■ Task brief
Can you edit the items below so that "even-odd rule" becomes "nonzero winding rule" in every item, with nothing else altered?

■ Named region outline records
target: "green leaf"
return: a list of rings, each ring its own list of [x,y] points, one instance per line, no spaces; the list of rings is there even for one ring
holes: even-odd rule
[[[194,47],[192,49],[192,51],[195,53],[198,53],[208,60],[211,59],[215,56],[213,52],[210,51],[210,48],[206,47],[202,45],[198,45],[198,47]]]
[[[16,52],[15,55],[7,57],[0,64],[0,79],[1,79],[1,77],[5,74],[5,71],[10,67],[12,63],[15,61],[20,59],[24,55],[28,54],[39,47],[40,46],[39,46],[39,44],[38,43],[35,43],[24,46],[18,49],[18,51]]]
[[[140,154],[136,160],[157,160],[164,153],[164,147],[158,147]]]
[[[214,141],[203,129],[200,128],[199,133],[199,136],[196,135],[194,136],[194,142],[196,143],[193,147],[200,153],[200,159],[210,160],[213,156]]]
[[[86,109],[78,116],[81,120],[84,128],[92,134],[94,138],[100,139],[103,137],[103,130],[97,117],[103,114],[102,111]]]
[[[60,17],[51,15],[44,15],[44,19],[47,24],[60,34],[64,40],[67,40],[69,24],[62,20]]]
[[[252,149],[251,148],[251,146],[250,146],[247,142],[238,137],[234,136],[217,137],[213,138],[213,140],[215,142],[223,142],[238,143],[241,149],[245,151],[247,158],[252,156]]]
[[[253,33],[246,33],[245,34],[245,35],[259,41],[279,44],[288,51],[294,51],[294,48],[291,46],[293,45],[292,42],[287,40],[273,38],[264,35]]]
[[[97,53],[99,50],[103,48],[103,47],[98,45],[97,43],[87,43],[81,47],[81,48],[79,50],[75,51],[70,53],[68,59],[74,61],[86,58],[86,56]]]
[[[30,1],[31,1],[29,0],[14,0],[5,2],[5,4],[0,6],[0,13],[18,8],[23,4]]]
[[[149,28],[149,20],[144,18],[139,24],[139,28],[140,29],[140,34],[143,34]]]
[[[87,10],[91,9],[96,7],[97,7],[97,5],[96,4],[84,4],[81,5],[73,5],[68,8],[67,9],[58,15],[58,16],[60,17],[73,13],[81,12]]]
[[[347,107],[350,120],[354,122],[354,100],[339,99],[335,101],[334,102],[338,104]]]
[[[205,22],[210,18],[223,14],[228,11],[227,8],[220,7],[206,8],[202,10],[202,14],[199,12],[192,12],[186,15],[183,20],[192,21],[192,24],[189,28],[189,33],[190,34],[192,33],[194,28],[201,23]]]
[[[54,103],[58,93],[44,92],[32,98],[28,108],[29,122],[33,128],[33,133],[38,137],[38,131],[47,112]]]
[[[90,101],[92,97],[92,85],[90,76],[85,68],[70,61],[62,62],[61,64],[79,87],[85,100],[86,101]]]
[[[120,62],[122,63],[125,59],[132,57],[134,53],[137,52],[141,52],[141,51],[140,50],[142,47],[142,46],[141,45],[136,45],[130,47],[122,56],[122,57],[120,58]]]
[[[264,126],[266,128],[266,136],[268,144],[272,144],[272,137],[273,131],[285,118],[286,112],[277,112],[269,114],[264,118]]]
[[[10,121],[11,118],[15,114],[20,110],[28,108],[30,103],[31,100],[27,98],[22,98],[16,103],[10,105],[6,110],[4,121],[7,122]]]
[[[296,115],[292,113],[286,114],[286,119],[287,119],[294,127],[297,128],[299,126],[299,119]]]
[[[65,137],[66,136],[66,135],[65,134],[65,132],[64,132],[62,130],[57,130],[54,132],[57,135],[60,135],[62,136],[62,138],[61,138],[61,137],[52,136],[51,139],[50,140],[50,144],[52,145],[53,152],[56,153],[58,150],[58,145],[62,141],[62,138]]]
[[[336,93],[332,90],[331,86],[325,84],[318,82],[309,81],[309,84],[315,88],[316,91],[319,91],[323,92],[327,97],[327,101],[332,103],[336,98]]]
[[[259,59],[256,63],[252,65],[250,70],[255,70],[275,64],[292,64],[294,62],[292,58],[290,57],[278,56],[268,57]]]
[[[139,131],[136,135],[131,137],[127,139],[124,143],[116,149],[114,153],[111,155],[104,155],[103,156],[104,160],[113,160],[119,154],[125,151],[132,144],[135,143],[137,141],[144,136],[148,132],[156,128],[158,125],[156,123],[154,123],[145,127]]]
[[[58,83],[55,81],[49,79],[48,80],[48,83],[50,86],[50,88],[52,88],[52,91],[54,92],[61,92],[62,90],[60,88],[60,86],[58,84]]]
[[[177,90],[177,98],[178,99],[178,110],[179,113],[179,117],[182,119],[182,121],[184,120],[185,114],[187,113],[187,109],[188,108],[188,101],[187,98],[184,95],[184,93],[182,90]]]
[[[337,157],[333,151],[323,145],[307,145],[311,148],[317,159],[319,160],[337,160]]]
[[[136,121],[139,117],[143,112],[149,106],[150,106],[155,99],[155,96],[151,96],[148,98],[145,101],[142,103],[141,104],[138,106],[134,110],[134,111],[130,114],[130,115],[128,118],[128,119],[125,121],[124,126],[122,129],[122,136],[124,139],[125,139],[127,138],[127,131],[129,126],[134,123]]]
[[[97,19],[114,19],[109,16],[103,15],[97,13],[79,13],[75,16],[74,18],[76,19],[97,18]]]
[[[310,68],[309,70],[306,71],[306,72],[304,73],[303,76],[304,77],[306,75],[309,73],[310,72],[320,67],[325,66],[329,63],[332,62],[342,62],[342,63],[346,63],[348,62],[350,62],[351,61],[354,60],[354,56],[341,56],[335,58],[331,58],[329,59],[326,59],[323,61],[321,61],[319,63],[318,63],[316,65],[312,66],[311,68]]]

■ Exercise response
target: "green leaf"
return: a list of rings, each ring its own list of [x,y] points, one instance per line, no spaces; the list of rings is there even for one ring
holes: nonzero winding rule
[[[194,47],[192,49],[192,51],[195,53],[198,53],[208,60],[211,59],[215,56],[213,52],[210,51],[210,48],[206,47],[202,45],[198,45],[198,47]]]
[[[16,52],[15,55],[7,57],[0,64],[0,79],[1,79],[1,77],[5,74],[5,71],[10,67],[12,63],[15,61],[20,59],[24,55],[28,54],[39,47],[40,46],[39,46],[39,44],[38,43],[35,43],[24,46],[18,49],[18,51]]]
[[[140,154],[136,160],[157,160],[164,153],[164,147],[158,147]]]
[[[214,141],[203,129],[200,128],[199,133],[199,136],[196,135],[194,136],[194,142],[196,143],[193,147],[200,153],[200,159],[210,160],[213,156]]]
[[[86,109],[78,116],[81,120],[84,128],[92,134],[94,138],[100,139],[103,137],[103,130],[97,117],[103,114],[102,111]]]
[[[60,17],[51,15],[44,15],[44,19],[47,24],[60,34],[64,40],[67,40],[69,24],[62,20]]]
[[[252,149],[251,148],[251,146],[250,146],[247,142],[238,137],[234,136],[217,137],[213,138],[213,140],[215,142],[223,142],[238,143],[241,149],[245,151],[247,158],[252,156]]]
[[[253,33],[246,33],[245,34],[245,35],[259,41],[279,44],[288,51],[294,51],[294,48],[291,46],[293,45],[292,42],[287,40],[273,38],[264,35]]]
[[[97,53],[99,50],[103,48],[103,47],[98,45],[97,43],[87,43],[81,47],[81,48],[79,50],[75,51],[70,53],[68,59],[74,61],[86,58],[86,56]]]
[[[30,1],[31,1],[29,0],[14,0],[5,2],[5,4],[0,6],[0,13],[18,8],[23,4]]]
[[[149,28],[149,20],[144,18],[139,24],[139,28],[140,29],[140,34],[143,34]]]
[[[87,10],[91,9],[96,7],[97,7],[97,5],[96,4],[84,4],[81,5],[73,5],[68,8],[67,9],[58,15],[58,16],[60,17],[73,13],[81,12]]]
[[[347,107],[350,120],[354,122],[354,100],[339,99],[335,101],[334,102],[338,104]]]
[[[205,22],[210,18],[223,14],[228,11],[227,8],[220,7],[206,8],[202,10],[202,14],[199,12],[192,12],[186,15],[183,20],[192,21],[192,24],[189,28],[189,33],[190,34],[192,33],[194,28],[201,23]]]
[[[54,103],[58,93],[44,92],[32,98],[28,108],[29,122],[33,128],[33,133],[38,137],[38,131],[47,112]]]
[[[90,101],[92,97],[92,85],[90,76],[85,68],[70,61],[62,62],[61,64],[79,87],[85,100],[86,101]]]
[[[120,62],[122,63],[125,59],[132,57],[134,53],[137,52],[141,52],[141,51],[140,50],[142,47],[142,46],[141,45],[136,45],[130,47],[122,56],[122,57],[120,58]]]
[[[264,126],[266,128],[266,136],[268,144],[272,144],[272,137],[273,131],[285,118],[286,112],[277,112],[269,114],[264,118]]]
[[[10,121],[11,118],[15,114],[20,110],[28,108],[30,103],[31,100],[27,98],[22,98],[16,103],[10,105],[6,110],[4,121],[7,122]]]
[[[296,115],[292,113],[286,114],[286,119],[287,119],[294,127],[297,128],[299,126],[299,119]]]
[[[65,137],[66,136],[66,135],[65,134],[65,132],[64,132],[62,130],[57,130],[54,132],[57,135],[60,135],[62,136],[62,138],[61,138],[61,137],[52,136],[51,139],[50,140],[50,144],[52,145],[53,152],[56,153],[58,150],[58,145],[62,141],[62,138]]]
[[[336,93],[332,90],[331,86],[325,84],[318,82],[309,81],[309,84],[315,88],[316,91],[319,91],[323,92],[327,97],[327,101],[332,103],[336,98]]]
[[[259,59],[256,63],[252,65],[250,70],[255,70],[275,64],[292,64],[294,62],[292,58],[290,57],[278,56],[268,57]]]
[[[139,131],[136,135],[131,137],[127,139],[124,143],[116,149],[114,153],[111,155],[104,155],[103,156],[104,160],[113,160],[119,154],[125,151],[132,144],[135,143],[137,141],[144,136],[148,132],[156,128],[158,125],[156,123],[154,123],[145,127]]]
[[[58,83],[55,81],[49,79],[48,80],[48,83],[50,86],[50,88],[52,88],[52,91],[54,92],[61,92],[62,90],[60,88],[60,86],[58,84]]]
[[[177,90],[177,98],[178,99],[178,110],[179,113],[179,117],[182,119],[182,121],[184,120],[185,114],[187,113],[187,109],[188,108],[188,101],[187,98],[184,95],[184,93],[182,90]]]
[[[337,157],[333,151],[323,145],[307,145],[311,148],[317,159],[319,160],[337,160]]]
[[[136,121],[139,117],[143,112],[149,106],[150,106],[155,99],[155,96],[151,96],[148,98],[145,101],[142,103],[141,104],[138,106],[134,110],[134,111],[130,114],[130,115],[128,118],[128,119],[125,121],[124,126],[122,129],[122,136],[124,139],[125,139],[127,138],[127,131],[129,126],[134,123]]]
[[[97,19],[114,19],[109,16],[103,15],[97,13],[79,13],[75,16],[74,18],[76,19],[97,18]]]
[[[310,68],[309,70],[306,71],[306,72],[304,73],[303,76],[304,77],[306,75],[309,73],[310,72],[320,67],[325,66],[329,63],[332,62],[342,62],[342,63],[346,63],[348,62],[350,62],[351,61],[354,60],[354,56],[341,56],[335,58],[331,58],[329,59],[326,59],[323,61],[321,61],[319,63],[318,63],[316,65],[312,66],[311,68]]]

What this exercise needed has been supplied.